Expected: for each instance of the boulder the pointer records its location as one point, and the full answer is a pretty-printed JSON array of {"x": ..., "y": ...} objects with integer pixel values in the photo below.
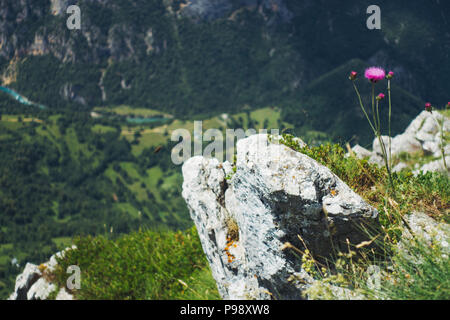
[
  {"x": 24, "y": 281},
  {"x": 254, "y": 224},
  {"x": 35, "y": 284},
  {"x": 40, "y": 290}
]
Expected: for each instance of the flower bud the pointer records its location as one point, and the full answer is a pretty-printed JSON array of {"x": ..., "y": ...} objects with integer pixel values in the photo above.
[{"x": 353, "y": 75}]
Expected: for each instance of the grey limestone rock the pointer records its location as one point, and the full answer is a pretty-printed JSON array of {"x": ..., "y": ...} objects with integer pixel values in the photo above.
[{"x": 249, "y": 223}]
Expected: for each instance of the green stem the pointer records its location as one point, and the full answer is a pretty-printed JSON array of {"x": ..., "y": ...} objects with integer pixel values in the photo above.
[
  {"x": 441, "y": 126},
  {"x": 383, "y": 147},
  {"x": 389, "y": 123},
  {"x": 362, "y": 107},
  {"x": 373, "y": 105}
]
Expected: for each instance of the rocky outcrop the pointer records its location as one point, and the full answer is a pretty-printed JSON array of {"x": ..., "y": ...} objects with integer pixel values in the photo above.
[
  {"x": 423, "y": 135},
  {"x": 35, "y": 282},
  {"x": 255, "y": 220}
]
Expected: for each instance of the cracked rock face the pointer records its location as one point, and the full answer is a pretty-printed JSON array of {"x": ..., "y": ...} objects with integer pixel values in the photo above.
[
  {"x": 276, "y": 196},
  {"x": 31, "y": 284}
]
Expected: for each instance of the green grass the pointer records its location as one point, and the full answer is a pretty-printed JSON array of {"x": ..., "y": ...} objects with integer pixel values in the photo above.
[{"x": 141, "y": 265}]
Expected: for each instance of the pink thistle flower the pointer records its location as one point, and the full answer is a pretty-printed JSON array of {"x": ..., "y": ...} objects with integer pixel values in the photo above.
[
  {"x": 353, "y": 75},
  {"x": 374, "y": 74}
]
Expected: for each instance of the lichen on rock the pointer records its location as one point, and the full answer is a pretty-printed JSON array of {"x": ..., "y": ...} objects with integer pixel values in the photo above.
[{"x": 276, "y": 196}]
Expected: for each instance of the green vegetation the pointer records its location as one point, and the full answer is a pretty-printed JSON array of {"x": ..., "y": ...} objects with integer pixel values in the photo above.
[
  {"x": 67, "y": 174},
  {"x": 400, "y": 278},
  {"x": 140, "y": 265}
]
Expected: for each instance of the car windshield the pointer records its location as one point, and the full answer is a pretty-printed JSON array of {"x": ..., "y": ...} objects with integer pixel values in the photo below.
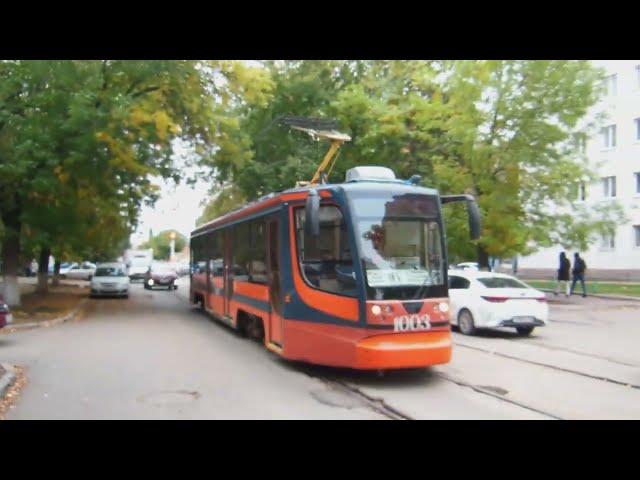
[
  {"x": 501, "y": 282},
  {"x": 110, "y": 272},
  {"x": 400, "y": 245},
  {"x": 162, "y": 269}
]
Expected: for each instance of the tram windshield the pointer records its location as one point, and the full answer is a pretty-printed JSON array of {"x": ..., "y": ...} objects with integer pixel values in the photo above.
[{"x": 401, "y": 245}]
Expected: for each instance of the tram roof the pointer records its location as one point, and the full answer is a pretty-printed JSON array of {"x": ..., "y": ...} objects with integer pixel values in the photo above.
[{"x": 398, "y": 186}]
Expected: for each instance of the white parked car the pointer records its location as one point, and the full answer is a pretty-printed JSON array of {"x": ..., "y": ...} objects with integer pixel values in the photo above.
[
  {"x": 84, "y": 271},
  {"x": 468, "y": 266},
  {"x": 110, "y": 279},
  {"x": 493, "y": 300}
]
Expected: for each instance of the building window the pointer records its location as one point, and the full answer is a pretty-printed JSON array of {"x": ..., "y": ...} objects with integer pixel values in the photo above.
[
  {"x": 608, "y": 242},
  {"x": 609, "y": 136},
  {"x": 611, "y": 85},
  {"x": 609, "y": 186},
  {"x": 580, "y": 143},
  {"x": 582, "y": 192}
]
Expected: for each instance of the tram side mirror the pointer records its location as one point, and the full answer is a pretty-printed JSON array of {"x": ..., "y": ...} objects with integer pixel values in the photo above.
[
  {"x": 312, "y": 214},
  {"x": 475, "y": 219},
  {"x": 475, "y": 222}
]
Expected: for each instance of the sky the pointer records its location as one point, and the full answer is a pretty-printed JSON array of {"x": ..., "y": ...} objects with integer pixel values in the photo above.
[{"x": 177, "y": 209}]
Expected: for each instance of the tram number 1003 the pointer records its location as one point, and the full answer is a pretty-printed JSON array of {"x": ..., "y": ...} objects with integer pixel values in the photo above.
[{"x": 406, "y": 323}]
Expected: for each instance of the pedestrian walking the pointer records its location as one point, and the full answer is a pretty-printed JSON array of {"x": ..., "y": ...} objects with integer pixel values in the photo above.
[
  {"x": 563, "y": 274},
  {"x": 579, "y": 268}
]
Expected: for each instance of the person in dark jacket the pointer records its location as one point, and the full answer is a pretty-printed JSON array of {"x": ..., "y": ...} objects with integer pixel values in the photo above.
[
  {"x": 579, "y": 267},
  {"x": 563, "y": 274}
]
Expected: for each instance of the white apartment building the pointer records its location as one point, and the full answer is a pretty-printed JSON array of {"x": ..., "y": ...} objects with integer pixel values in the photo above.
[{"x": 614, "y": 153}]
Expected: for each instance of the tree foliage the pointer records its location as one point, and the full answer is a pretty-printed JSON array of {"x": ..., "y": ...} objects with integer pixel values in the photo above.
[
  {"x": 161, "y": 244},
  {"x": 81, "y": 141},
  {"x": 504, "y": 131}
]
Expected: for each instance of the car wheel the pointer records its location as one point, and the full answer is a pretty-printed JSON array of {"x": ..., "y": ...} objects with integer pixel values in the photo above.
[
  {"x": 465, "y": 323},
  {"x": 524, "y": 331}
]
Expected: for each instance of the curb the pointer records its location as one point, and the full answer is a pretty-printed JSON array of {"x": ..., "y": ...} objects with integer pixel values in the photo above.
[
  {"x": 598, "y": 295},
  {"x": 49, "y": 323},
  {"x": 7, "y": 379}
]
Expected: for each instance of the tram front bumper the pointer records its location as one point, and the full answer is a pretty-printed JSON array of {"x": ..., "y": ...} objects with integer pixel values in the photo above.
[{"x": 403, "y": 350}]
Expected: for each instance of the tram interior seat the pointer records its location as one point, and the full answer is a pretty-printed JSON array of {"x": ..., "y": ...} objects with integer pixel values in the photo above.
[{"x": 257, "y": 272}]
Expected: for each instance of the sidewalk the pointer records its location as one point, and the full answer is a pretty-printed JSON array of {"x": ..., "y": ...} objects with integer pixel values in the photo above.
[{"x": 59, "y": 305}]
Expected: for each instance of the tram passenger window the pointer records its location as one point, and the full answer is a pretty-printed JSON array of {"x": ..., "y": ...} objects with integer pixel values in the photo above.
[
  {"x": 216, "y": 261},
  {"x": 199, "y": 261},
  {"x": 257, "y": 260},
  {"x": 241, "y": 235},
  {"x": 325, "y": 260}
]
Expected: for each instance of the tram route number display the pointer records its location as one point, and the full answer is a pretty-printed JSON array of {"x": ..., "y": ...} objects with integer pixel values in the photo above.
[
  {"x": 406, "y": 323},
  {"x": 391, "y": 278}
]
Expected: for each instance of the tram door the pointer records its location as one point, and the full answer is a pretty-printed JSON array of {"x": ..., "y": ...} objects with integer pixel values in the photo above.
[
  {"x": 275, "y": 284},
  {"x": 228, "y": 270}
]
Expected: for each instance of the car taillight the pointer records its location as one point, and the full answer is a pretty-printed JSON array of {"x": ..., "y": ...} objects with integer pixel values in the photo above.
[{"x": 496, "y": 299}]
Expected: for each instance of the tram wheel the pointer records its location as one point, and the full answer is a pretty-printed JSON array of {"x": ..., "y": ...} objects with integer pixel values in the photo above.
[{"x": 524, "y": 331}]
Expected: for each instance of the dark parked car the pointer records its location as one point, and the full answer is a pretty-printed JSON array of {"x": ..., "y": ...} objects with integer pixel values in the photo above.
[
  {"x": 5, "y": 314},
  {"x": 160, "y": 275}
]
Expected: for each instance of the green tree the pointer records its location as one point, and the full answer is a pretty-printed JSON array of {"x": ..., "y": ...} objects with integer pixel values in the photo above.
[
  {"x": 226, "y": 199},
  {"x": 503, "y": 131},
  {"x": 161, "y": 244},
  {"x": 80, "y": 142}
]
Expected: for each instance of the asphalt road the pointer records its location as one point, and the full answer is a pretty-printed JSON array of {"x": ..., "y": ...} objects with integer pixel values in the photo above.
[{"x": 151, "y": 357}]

:::

Exercise brief ▸
Nothing but the lines from the one containing "Expected: for each instance of the dark" through the final line of the data above is to be reproduced, each exactly as written.

Answer to this task ▸
Expected: for each instance of the dark parked car the pointer records its location as one point, and the full answer is a pretty-printed JSON array of {"x": ..., "y": ...} objects with integer pixel values in the photo above.
[
  {"x": 5, "y": 314},
  {"x": 160, "y": 275}
]
Expected: for each instance of the green tree the pointer records its location as one point, and the full answer is a pretty-printed JSON array of {"x": ..., "y": ...} objects with integer pixel values in the photo above.
[
  {"x": 226, "y": 199},
  {"x": 503, "y": 131},
  {"x": 161, "y": 244},
  {"x": 80, "y": 142}
]
Expected: for each instance of the asphalt road the pointer records its location as one point, and the full answer is a pretty-printed JSON array of {"x": ..., "y": ...} objects with integer pixel values in the photo above.
[{"x": 151, "y": 357}]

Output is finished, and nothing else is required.